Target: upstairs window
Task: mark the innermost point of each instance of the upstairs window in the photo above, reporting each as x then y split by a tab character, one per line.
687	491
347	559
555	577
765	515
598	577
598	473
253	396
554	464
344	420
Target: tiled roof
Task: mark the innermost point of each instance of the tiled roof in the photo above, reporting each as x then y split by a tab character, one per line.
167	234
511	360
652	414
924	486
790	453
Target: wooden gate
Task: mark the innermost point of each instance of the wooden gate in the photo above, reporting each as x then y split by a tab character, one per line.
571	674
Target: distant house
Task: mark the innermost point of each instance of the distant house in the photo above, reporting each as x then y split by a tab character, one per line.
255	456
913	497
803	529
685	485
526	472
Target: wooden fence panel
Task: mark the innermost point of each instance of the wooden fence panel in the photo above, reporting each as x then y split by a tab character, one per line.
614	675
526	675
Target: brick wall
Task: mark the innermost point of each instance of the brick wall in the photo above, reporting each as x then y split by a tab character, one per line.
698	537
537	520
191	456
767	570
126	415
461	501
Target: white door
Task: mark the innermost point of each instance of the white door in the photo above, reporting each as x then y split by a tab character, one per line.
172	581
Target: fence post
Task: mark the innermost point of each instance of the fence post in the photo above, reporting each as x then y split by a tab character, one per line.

──────

Rewrite all of the records above, replacing each occurrence of "innermost point" with "center point" and leaving everything else unchanged.

Target: upstairs window
Task: mark the center point of each instance of the upstairs window in the photo above, reporting each as x then y split by a tab character, one per line.
687	491
347	559
555	577
765	515
598	577
598	473
253	396
554	464
344	420
Target: tiled roof
Task: mark the center point of each instance of the tiled roof in the photo above, reporting each as x then y split by a tab character, one per line.
167	234
511	360
652	414
924	486
790	453
Target: wooden gate
Task: mark the center point of each instance of the wooden gate in the photo above, reporting each as x then y split by a tab character, one per line.
571	674
Target: distant house
Task: mark the center point of each instance of the distant house in the photo above, reporting each as x then y split by a tab character, one per line.
255	456
913	497
803	529
685	485
526	472
Target: wooden fence panel
Task: mark the center point of each instance of the wooden fence panel in the photo above, reporting each as x then y split by a tab character, one per line.
614	675
526	675
Target: brick wall
Task: mark the center point of each instance of the brick wall in the photo above, reporting each as x then y split by a tab character, one per line.
698	537
537	520
191	456
767	570
126	415
461	501
Target: white door
Task: mark the center point of each instance of the white door in the photo above, reporting each as x then y split by a tab character, one per line.
172	581
Target: fence post
Task: mark the center point of each instance of the fence post in the photo above, reporting each as x then y split by a tab character, one per line.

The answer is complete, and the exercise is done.